*Excerpt*:
Single by Tom Petty and the Heartbreakers

from the album You're Gonna Get It!
- B-side: "No Second Thoughts"
- Released: June 1978
- Recorded: Late 1977
- Studio: Shelter Studios, Hollywood
- Genre: Hard rock; power pop;
- Length: 2:26
- Label: Shelter
- Songwriter: Tom Petty
- Producers: Denny Cordell; Noah Shark; Tom Petty;

Tom Petty and the Heartbreakers singles chronology
| "Breakdown" (1977) | "I Need to Know" (1978) | "Listen to Her Heart" (1978) |

= I Need to Know (Tom Petty and the Heartbreakers song) =

"I Need to Know" is a song written by Tom Petty and recorded by American rock band Tom Petty and the Heartbreakers. It was released in 1978 as the first single from their second album You're Gonna Get It!. It peaked at #41 on the Billboard Hot 100 singles chart in 1978. This song as well as "Listen to Her Heart" was already being played live in concert as early as June 14, 1977, as is evidenced in a performance on Germany's music television show "Rockpalast".

Cash Box said that it is "hard driving rock 'n' roll" and that "the hook repeats hypnotically as the guitars drive the message home." Record World called it an "energetic rocker."

==Other versions==
Stevie Nicks has been performing "I Need to Know" live in her solo concerts since 1981. Nicks also performed this song with Petty together on his 30th anniversary concert (which was filmed and released on DVD as Runnin' Down a Dream).

In 1981 the Swedish band Gyllene Tider recorded a version of the song with Swedish lyrics, written by singer Per Gessle (the male half of Roxette), named "Vill ha ett svar!"

Poison recorded a cover of the song for their 2007 album Poison'd!.

*Material provided*:
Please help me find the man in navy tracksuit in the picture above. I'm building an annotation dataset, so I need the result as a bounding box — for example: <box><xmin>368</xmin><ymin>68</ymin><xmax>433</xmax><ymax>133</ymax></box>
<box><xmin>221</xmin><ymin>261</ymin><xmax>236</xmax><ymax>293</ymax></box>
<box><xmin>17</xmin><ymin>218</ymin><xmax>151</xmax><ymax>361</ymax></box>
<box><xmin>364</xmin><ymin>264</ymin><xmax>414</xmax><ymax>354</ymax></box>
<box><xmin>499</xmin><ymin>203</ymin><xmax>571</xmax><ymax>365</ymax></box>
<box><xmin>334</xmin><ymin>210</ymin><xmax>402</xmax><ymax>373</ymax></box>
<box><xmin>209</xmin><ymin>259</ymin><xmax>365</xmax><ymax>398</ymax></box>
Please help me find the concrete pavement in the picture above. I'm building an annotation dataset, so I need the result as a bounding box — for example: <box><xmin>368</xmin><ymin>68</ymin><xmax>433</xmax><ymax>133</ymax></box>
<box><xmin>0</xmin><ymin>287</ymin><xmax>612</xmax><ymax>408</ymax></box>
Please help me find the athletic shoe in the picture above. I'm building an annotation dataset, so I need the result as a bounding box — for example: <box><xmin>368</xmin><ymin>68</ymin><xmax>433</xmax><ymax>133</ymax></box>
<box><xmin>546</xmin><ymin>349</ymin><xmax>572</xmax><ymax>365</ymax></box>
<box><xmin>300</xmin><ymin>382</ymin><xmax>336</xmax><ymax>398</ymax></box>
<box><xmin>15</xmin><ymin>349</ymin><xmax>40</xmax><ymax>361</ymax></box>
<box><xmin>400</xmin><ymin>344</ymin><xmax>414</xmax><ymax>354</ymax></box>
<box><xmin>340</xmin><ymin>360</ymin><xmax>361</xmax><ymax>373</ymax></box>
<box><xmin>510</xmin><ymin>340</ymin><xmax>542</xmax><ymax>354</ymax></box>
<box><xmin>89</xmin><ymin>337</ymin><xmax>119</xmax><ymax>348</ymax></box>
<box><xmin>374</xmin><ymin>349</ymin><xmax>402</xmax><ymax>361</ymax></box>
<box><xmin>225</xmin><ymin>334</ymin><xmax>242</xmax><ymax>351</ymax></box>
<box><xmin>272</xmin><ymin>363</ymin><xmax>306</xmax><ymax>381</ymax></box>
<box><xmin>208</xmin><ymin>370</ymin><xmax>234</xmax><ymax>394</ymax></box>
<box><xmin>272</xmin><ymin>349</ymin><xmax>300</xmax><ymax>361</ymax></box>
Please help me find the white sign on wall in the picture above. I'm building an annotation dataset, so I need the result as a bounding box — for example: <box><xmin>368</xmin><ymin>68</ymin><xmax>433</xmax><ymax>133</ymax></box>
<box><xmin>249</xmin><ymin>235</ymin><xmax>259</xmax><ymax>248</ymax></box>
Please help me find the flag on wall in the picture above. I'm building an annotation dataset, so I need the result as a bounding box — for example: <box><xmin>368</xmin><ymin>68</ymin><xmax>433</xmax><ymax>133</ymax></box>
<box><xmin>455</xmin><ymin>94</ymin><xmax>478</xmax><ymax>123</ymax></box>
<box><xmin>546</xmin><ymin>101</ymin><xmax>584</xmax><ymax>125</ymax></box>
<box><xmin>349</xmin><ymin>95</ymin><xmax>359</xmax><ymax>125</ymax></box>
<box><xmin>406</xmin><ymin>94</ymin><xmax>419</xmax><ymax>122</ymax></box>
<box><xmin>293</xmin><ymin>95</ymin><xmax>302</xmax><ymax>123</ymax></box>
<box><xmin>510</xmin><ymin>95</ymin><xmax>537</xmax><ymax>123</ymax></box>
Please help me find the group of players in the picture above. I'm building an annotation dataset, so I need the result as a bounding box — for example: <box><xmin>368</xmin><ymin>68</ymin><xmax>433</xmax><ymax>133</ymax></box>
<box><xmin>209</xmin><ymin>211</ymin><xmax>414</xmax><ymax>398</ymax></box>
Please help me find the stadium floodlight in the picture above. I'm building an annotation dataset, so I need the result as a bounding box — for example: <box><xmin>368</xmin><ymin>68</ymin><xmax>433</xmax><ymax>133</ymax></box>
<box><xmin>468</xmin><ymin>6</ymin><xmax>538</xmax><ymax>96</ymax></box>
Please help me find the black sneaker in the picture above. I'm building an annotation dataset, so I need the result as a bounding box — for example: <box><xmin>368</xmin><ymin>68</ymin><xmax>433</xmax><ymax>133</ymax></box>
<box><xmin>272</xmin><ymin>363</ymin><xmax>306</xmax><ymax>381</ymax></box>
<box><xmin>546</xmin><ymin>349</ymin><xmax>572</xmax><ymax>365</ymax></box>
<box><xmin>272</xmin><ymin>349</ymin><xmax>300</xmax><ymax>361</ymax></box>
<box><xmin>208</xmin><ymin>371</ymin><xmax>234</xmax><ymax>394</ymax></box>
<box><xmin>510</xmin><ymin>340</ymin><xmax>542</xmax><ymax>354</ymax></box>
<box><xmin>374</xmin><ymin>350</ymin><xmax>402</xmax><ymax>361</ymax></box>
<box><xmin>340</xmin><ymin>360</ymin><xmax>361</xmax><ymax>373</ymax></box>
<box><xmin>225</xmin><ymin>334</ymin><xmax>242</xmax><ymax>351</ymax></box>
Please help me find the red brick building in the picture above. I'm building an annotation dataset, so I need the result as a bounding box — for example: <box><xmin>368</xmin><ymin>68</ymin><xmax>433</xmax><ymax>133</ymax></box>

*Problem description*: Pick up the article about the song "I Need to Know" after its final sentence and continue writing it.

*Exercise answer*:
Hour of the Wolf recorded a cover for their 2012 greatest hits album, Decompositions Vol. II.

Following Petty's death on October 2, 2017, Local H have been playing the song in concert.

In 2020, Starcrawler previewed a cover of the song for Tom Petty's 70th Birthday Bash on SiriusXM, featuring Mike Campbell on rhythm guitar. The band later officially released the cover as a single on music streaming services.

In 2023, Ten Cent Revenge recorded a cover of the song for their second EP Fast Forward, featuring Cherie Currie on co-lead vocals. The group performed the song live alongside Currie on March 21st, 2024, at the Whisky A Go-Go in West Hollywood, California, as the opening act for Pat Travers.

==All appearances==
- You're Gonna Get It!
- Pack Up The Plantation: Live!
- Greatest Hits
- Playback
- Anthology: Through The Years
- The Live Anthology
- This song is part of the soundtrack in Rock Band 3.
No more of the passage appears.